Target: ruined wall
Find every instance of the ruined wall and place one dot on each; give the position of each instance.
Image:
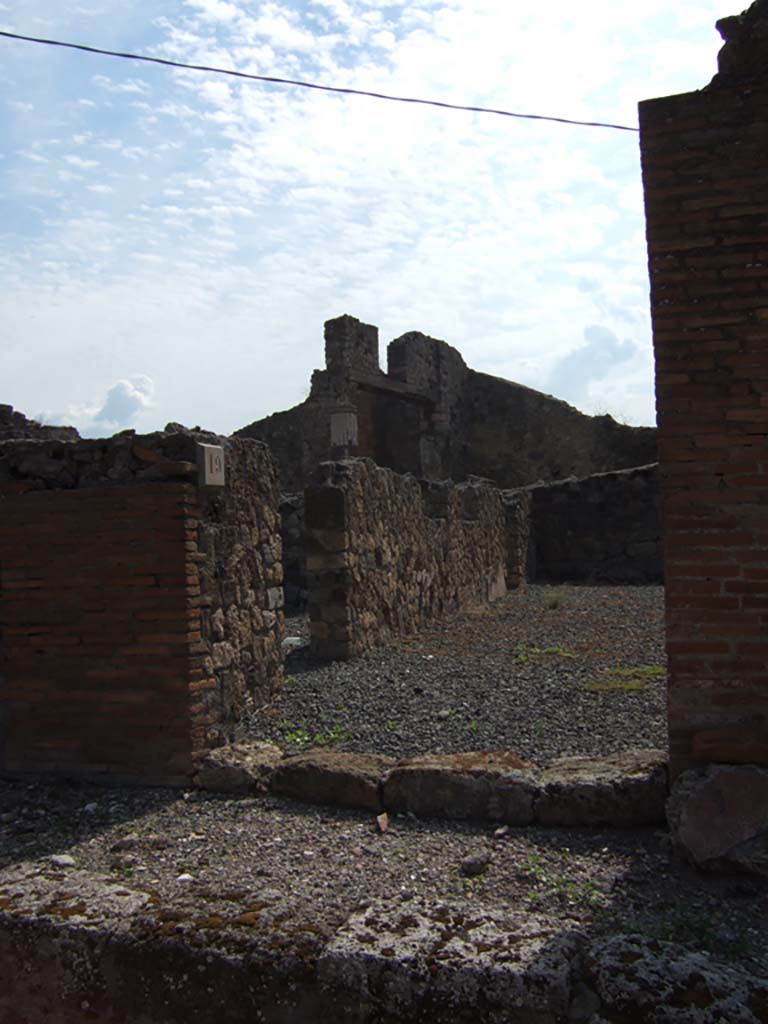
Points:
(706, 179)
(601, 528)
(517, 536)
(15, 425)
(135, 619)
(241, 580)
(386, 553)
(431, 416)
(514, 435)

• _About this task_:
Counting the lines above that hold "ruined", reply with the number and no other words.

• _Solution below_:
2